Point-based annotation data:
★ ★ ★ ★ ★ ★ ★
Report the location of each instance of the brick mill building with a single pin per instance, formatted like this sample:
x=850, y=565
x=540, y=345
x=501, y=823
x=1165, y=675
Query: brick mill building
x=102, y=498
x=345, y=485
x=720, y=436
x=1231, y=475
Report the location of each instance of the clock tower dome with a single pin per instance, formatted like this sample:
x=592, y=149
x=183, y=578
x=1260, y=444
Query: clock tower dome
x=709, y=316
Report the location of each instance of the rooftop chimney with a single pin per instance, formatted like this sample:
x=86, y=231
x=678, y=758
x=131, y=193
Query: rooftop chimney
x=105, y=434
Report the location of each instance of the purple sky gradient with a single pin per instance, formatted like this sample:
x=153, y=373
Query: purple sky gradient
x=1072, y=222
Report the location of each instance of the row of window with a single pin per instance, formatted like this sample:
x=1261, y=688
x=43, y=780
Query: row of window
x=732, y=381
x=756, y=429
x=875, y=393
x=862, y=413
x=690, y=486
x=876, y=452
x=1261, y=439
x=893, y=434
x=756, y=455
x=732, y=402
★ ★ ★ ★ ★ ★ ★
## EXERCISE DIRECTIONS
Lay out every line of the records above as a Markdown table with two columns, Row and Line, numbering the rows and leaving out blank lines.

## SOLUTION BELOW
| Row | Line |
|---|---|
| 1 | Report the location of each instance of the brick mill building with a single pin per instance, formatted like this sample: |
| 2 | x=850, y=565 |
| 3 | x=540, y=345 |
| 4 | x=501, y=823 |
| 5 | x=1165, y=675 |
| 6 | Query: brick mill building |
| 7 | x=102, y=498 |
| 8 | x=345, y=485 |
| 9 | x=720, y=436 |
| 10 | x=1231, y=475 |
| 11 | Report the location of each instance of the clock tower dome with a single pin per instance, formatted like this sample: |
| 12 | x=592, y=149 |
| 13 | x=183, y=578 |
| 14 | x=1260, y=444 |
| 15 | Query: clock tower dome |
| 16 | x=709, y=316 |
| 17 | Report the location of each instance of the rooftop chimney with a single pin per instance, formatted like this sample: |
| 18 | x=86, y=231 |
| 19 | x=678, y=758 |
| 20 | x=131, y=193 |
| 21 | Query: rooftop chimney |
| 22 | x=105, y=434 |
| 23 | Report the location of each instance of the purple sky gradient with a single pin per instance, formatted like this sample: |
| 24 | x=153, y=373 |
| 25 | Query: purple sky gradient |
| 26 | x=1072, y=222 |
| 27 | Report the location of each instance of the row of window with a single pin per instance, formatted like this sample: |
| 28 | x=1261, y=688 |
| 29 | x=43, y=780 |
| 30 | Query: row of window |
| 31 | x=732, y=381 |
| 32 | x=756, y=429 |
| 33 | x=875, y=393 |
| 34 | x=862, y=413 |
| 35 | x=690, y=486 |
| 36 | x=876, y=452 |
| 37 | x=1261, y=439 |
| 38 | x=893, y=434 |
| 39 | x=756, y=455 |
| 40 | x=732, y=402 |